Selected text ->
Giter Club home page Giter Club logo

lm4cv's Introduction

This is the official implementation of our ICCV paper Learning Concise and Descriptive Attributes for Visual Recognition.

Requirements

  • torch == 2.0.1
  • python 3.9.13
  • torchvision == 0.15.2

Datasets

  • CUB: Download the dataset from here. The downloaded files are organized as below.
  • Stanford_Cars: Download the dataset from here. The downloaded files are organized as below.
  • CIFAR10: run the code python main.py --config configs/cifar10.yaml then the dataset will be automatically downloaded into the folder ./data/cifar-10-batches-py.
  • CIFAR100: run the code python main.py --config configs/cifar100_bn.yaml then the datasete will be automatically downloaded into the folder ./data/cifar-100-python.
  • Flowers102: run the code python main.py --config configs/flower.yaml then the dataset will be automatically downloaded into the folder ./data/flowers-102.
  • Food101: run the code python main.py --config configs/food_bn.yaml then the datasete will be automatically downloaded into the folder ./data/food-101.
  • Oxford-Pets: run the code python main.py --config configs/oxford_pets_bn.yaml then the datasete will be automatically downloaded into the folder ./data/oxford-iiit-pet.
  • Imagenet-Animals: Download t he dataset from here and the downloaded files are organized as below.
- data
    - CUB_200_2011
        - cub_attributes_gpt3.txt # generated by us
        - image_class_labels.txt # generated by us
        - train_test_split.txt
        - images.txt
        - attributes
        - images
        - parts
        - README.md
        - ...

Information supplied ->
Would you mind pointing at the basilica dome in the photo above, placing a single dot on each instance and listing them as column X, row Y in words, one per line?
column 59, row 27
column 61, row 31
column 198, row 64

The tasks ->
1. Which datasets does the lm4cv introduction say are downloaded automatically when you run the code? List each one.
2. Pick up the lm4cv introduction after its last line.
The data has no role here.

Responses to the exercise ->
1.
- CIFAR10
- CIFAR100
- Flowers102
- Food101
- Oxford-Pets

2.
    - stanford_cars
        - cars_attributes.txt # generated by us
        - image_class_labels.txt # generated by us
        - cars_train
            - *.jpg
        - cars_test
            - *.jpg
        - devkit
        - cars_train.tgz
        - cars_test.tgz
        - cars_test_annos_withlabels.mat
        # The url provided from "torchvision" is invalid, 
        # so you need to first download the files and put 
        # the tgz files under this folder so that the class 
        # would think the dataset has already been downloaded.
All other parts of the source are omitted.